Work required »
Filter the items below and keep only the lines that contain the word "white". Copy each such line.

Data for the task »

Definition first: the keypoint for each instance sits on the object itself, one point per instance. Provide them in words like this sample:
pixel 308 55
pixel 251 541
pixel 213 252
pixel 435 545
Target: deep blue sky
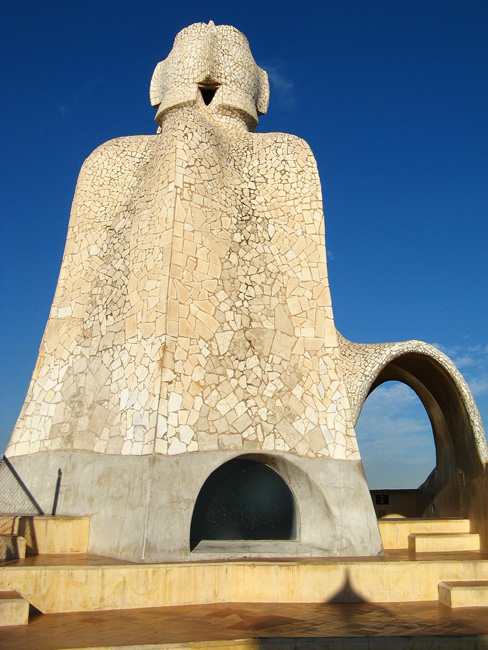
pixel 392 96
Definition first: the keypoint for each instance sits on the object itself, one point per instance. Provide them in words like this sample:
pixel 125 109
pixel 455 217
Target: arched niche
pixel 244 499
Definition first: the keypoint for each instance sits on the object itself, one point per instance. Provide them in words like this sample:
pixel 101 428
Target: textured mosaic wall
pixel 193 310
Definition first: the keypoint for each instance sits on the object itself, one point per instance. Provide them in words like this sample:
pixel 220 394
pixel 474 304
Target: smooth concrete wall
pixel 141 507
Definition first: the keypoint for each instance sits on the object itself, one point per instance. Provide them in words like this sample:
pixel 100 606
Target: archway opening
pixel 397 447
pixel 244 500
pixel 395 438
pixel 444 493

--

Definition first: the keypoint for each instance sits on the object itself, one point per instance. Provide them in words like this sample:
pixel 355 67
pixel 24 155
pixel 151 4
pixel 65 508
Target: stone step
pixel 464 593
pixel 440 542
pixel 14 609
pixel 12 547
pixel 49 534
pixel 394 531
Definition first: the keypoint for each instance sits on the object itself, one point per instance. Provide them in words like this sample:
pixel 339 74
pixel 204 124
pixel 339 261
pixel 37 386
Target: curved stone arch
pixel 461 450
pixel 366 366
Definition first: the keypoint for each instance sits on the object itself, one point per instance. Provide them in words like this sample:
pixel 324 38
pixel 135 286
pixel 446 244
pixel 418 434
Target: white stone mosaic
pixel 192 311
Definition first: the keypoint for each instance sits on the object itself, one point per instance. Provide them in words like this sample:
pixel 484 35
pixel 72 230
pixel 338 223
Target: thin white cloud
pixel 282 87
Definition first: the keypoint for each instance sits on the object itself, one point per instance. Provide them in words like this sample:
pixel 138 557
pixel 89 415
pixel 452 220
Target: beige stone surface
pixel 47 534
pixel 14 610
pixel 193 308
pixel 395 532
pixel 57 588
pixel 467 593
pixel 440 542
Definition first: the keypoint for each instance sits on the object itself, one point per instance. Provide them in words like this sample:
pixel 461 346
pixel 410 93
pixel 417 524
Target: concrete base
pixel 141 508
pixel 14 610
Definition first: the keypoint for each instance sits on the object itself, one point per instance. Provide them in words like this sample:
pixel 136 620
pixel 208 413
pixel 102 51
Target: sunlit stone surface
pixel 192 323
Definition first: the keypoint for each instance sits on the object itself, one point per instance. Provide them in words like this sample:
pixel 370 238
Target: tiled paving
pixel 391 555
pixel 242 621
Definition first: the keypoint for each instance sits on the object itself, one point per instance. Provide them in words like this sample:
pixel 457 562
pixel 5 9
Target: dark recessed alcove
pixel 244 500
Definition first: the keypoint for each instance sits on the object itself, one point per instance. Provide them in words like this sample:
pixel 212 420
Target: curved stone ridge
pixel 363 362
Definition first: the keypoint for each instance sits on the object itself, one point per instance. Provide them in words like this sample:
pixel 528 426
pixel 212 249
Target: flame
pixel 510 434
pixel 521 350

...

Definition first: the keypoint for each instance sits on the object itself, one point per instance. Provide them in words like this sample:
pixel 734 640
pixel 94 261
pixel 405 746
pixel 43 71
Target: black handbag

Written response »
Target: white stone mosaic
Target: thin white cloud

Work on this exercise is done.